WORK TO DO:
Return, character for character, the lines from the one bearing "Would you mind pinning the dormer" through the end of the material. Omit everything before that line.

++++++

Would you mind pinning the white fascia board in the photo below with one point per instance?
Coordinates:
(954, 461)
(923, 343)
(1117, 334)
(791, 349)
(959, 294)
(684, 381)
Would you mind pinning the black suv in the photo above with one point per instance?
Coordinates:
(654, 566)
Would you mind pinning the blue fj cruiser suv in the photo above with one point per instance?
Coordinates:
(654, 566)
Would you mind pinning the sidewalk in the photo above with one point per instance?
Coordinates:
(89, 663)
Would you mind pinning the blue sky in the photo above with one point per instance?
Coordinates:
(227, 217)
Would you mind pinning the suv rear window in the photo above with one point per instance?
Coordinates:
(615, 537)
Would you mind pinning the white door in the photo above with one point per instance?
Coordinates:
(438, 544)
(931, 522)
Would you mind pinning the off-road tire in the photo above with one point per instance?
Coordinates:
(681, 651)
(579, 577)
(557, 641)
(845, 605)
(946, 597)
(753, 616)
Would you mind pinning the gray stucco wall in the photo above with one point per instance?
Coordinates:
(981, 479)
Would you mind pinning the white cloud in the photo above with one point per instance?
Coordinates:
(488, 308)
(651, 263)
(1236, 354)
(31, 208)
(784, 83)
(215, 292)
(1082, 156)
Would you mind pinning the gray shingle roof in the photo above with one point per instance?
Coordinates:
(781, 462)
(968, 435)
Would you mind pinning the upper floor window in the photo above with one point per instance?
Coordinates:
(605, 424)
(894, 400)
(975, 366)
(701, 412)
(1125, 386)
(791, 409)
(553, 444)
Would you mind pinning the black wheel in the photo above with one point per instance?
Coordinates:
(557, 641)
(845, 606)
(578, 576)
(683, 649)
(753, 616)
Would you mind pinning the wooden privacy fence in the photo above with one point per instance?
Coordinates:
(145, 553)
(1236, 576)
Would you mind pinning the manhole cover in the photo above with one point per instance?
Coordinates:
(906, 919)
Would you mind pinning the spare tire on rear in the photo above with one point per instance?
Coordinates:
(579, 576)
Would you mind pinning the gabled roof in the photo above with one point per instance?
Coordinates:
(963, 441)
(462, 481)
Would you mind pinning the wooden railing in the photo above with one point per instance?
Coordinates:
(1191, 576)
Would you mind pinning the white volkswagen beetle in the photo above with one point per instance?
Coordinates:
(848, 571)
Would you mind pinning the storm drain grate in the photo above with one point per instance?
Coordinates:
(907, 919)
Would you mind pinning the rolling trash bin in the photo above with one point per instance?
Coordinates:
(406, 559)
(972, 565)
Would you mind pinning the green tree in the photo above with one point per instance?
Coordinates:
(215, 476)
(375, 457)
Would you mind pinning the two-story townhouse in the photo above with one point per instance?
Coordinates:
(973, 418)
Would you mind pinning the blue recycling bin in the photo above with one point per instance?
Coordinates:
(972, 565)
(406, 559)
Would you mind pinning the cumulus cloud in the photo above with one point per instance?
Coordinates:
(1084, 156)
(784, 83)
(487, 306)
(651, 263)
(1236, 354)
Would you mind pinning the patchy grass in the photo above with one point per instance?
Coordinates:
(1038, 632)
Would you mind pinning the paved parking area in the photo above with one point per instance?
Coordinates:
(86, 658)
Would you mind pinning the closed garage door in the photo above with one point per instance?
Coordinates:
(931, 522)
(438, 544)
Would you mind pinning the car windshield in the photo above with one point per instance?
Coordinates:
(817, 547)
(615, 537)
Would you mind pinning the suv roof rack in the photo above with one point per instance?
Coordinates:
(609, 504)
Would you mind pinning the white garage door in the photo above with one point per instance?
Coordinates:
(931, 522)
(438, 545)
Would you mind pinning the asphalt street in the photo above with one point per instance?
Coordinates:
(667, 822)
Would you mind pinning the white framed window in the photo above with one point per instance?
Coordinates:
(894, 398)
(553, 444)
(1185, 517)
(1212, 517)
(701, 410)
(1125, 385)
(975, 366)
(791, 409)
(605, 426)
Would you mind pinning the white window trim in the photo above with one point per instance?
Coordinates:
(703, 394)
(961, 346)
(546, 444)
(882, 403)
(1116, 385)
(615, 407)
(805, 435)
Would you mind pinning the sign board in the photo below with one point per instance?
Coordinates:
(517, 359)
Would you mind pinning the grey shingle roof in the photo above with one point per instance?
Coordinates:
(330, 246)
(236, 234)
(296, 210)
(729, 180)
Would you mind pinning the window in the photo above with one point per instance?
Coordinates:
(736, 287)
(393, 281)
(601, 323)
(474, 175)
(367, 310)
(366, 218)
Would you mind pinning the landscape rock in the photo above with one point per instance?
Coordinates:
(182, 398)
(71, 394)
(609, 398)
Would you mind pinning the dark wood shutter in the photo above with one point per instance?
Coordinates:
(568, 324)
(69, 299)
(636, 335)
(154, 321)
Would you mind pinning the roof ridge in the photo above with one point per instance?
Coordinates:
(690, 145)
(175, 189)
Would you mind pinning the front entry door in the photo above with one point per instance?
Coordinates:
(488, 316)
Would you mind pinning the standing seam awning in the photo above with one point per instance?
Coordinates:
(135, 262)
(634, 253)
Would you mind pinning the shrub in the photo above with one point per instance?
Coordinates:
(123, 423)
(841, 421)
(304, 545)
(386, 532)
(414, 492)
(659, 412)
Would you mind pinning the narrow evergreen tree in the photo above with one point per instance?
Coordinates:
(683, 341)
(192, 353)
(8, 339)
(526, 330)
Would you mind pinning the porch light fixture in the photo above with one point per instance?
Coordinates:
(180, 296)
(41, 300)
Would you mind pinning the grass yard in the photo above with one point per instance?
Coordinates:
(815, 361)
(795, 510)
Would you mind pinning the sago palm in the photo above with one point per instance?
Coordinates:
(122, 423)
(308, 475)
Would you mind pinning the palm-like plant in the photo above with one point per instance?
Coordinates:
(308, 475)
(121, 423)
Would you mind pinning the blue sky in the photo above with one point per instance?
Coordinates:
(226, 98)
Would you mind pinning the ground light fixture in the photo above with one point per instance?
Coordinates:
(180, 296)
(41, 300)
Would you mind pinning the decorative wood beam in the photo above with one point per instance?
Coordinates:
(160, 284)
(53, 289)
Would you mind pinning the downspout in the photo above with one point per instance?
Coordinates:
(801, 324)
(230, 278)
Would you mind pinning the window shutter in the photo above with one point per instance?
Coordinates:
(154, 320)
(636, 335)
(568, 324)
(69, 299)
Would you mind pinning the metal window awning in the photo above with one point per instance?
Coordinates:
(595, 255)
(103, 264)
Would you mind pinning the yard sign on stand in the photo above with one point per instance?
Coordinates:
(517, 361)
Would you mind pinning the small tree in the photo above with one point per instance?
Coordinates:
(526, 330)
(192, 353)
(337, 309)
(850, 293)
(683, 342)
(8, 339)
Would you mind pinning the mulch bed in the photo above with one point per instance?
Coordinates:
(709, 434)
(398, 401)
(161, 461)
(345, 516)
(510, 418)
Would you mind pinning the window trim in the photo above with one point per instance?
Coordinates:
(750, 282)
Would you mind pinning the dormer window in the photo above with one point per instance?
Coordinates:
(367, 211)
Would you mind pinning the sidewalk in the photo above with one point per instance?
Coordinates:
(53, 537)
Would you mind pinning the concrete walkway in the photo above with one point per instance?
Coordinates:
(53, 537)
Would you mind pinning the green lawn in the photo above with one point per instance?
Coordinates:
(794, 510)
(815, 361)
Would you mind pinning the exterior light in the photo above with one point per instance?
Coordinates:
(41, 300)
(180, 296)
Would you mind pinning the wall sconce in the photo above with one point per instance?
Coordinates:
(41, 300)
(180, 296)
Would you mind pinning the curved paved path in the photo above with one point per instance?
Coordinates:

++++++

FINAL ANSWER:
Would you mind pinning the dormer window in the photo above with one point per instance?
Coordinates:
(367, 211)
Would you mind pinning the sidewalk in the photo above with one point per instance?
Coordinates:
(53, 537)
Would you mind pinning the concrete walkway in the photo above with one point per instance?
Coordinates:
(53, 537)
Would you mind pinning the green lawn in the photo above with one point per instance?
Coordinates:
(794, 510)
(815, 361)
Would you mind pinning the exterior light in the photo above with one point per instance?
Coordinates:
(41, 300)
(180, 296)
Would you mind pinning the wall sconce in the photo above with one point per instance?
Coordinates:
(41, 300)
(180, 296)
Would you mind pinning the curved paved path in the photo above with one point per instance?
Coordinates:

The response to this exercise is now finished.